The Curmudgeon

YOU'LL COME FOR THE CURSES. YOU'LL STAY FOR THE MUDGEONRY.

Friday, June 17, 2005

I Love the Smell of Ingram in the Morning

Every romance has its storms. The Independent has a report on a minor glitch in the Special Relationship between the United States and its little helper. According to Adam "Straight Talk" Ingram of the Ministry of Peace, American assurances about napalm-related activities have turned out to be - gasp - not altogether veracitous.

Of course, this raises serious questions. The Liberal Democrat defence spokesman was clear about where the priorities lay: "It is very serious that this type of weapon was used in Iraq, but this shows the US has not been completely open with the UK. We are supposed to have a special relationship." Darling, darling, of course we know about all those civilians you fried; it's the lying we find so hurtful.

•••

TASKS AND EXERCISES:
1/ Which newspaper does the napalm post say carried the report on the glitch in the Special Relationship?
2/ Carry on writing the napalm post from its final sentence.
The entries are separate from the napalm post and unrelated to it.

•••

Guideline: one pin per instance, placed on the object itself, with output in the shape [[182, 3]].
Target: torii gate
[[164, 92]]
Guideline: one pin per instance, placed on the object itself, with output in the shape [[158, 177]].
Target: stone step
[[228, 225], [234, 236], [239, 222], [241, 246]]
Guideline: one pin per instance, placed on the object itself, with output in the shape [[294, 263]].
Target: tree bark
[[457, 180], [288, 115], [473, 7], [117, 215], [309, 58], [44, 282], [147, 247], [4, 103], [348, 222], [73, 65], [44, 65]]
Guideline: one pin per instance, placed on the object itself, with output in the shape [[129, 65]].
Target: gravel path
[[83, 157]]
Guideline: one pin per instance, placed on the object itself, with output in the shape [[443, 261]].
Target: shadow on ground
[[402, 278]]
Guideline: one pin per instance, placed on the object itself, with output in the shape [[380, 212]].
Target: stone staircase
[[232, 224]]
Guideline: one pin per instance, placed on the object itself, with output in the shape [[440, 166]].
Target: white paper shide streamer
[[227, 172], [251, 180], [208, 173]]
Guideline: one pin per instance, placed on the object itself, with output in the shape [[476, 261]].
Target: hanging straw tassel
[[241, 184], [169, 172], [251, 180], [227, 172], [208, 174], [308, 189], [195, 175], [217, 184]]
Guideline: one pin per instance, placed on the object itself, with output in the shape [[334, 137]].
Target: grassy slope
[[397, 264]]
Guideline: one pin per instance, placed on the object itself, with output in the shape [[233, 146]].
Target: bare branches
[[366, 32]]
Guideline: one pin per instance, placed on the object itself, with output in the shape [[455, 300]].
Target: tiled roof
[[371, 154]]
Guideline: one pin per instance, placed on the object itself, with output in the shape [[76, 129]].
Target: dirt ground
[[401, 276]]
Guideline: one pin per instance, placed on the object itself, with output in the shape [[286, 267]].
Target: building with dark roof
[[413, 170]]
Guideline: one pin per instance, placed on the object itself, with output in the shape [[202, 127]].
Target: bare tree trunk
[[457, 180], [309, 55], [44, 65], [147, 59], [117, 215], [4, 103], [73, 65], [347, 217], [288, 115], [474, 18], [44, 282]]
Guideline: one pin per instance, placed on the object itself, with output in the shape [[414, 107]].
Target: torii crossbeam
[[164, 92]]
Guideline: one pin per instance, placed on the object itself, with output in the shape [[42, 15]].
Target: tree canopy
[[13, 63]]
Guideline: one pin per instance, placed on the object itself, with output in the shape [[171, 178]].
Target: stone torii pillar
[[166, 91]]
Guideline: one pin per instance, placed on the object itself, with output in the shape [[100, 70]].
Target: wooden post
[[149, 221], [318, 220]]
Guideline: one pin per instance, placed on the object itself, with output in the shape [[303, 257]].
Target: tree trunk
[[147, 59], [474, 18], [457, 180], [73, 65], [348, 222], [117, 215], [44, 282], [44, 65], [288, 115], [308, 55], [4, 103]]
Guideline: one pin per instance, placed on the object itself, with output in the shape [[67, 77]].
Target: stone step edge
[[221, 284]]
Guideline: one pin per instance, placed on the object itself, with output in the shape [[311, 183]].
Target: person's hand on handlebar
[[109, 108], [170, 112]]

•••

ANSWERS TO THE TASKS:
1/ The Independent.

2/
The weapon - which has a codename to make it more fun to use and more exciting to write about - is "an evolution of the napalm used in Vietnam and Korea, carry kerosene-based jet fuel and polystyrene so that, like napalm, the gel sticks to structures and to its victims. The bombs lack stabilising fins, making them far from precise." It seems evident, then, that the people who design, pay for and use such weapons have no very great concern about who they incinerate. Nevertheless, assurances are now being sought from the Government that the weapons were not used against civilians. Optimism can be so charming when it drools.

Straight Talk claims that the US claims that thirty of the bombs were used over three days in 2003 "away from civilian targets". This, says the Independent, "avoids breaching the 1980 Convention on Certain Conventional Weapons (CCW), which permits their use only against military targets." I am not sure why this is relevant, given the United States' well-known refusal to concern itself with such petty matters as legality; especially as it turns out in the very next sentence that the US did not even ratify the Convention for the pleasure of breaching it later.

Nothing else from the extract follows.